◆ SUPPLIED PASSAGE:
★ ★ ★ ★
Meteorological history
- Formed: February 3, 2026
- Remnant low: February 7, 2026
- Dissipated: February 7, 2026

Tropical storm
- 10-minute sustained (JMA)
- Highest winds: 65 km/h (40 mph)
- Highest gusts: 95 km/h (60 mph)
- Lowest pressure: 1002 hPa (mbar); 29.59 inHg

Tropical storm
- 1-minute sustained (SSHWS)
- Highest winds: 75 km/h (45 mph)
- Lowest pressure: 999 hPa (mbar); 29.50 inHg

Overall effects
- Fatalities: 12 total
- Injuries: 36 reported
- Damage: $25.5 million (2026 USD)
- Areas affected: Philippines
- Part of the 2026 Pacific typhoon season

= Tropical Storm Penha =

Pacific tropical storm in 2026

Tropical Storm Penha, (Note: The name Penha (Portuguese: penha, [ˈpɐ.ɲɐ]) was contributed by Macau and refers to Penha Hill and Our Lady of Penha Chapel.) known in the Philippines as Tropical Storm Basyang, (Note: The Japan Meteorological Agency (JMA) assigns names to typhoons in the western Pacific Ocean and north of the equator, as the Regional Specialized Meteorological Centre. PAGASA assigns local names to tropical cyclones in the Philippine Area of Responsibility.) was a weak but costly early-season tropical cyclone that affected portions of Luzon, including Mimaropa and Masbate, as well as large parts of Visayas and Mindanao in early February 2026. It is the second named storm of the 2026 Pacific typhoon season and the first tropical cyclone to form in the month of February since Tropical Storm Dujuan in 2021.
★ ★ ★ ★
◆ GIVEN ENTRIES:
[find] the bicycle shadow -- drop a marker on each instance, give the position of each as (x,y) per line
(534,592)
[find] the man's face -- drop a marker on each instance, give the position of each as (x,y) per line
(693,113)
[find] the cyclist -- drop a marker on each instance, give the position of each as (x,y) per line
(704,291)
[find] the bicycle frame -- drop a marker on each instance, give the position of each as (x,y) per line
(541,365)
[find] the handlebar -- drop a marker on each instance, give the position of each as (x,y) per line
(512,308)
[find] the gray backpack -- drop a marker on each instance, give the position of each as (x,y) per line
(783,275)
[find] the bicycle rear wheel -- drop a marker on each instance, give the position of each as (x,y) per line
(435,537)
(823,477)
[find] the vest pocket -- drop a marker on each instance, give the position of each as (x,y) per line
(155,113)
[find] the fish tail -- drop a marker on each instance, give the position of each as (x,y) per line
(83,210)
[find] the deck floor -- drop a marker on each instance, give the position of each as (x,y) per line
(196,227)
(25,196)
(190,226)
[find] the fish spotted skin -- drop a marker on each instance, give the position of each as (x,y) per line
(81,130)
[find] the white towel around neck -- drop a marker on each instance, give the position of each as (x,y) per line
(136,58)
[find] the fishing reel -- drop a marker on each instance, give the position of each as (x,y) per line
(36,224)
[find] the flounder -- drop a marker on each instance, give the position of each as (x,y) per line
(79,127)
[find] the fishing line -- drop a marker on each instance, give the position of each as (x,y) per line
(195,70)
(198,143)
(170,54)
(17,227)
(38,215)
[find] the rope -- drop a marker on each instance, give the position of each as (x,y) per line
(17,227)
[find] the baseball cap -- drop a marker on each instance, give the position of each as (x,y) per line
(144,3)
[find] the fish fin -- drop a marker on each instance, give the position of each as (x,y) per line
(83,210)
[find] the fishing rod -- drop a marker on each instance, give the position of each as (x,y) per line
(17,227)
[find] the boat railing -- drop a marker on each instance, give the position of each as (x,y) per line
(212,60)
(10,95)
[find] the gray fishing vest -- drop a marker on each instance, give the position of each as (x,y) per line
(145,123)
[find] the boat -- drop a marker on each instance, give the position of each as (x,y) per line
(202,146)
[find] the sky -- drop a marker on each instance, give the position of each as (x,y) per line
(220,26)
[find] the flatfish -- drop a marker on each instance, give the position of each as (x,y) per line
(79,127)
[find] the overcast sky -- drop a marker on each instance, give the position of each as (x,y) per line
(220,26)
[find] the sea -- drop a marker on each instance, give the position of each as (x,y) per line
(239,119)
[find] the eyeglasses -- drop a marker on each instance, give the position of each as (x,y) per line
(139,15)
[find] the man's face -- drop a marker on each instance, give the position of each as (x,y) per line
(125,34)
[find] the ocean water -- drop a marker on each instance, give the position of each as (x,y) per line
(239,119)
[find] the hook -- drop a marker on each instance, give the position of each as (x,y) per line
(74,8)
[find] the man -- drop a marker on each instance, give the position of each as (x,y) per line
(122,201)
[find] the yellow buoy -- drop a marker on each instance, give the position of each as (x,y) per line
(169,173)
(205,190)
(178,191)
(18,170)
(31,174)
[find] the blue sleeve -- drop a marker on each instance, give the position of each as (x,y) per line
★ ★ ★ ★
◆ WORK TO COMPLETE:
What name was Tropical Storm Penha known by in the Philippines?

◆ CORRECT ANSWER:
Tropical Storm Basyang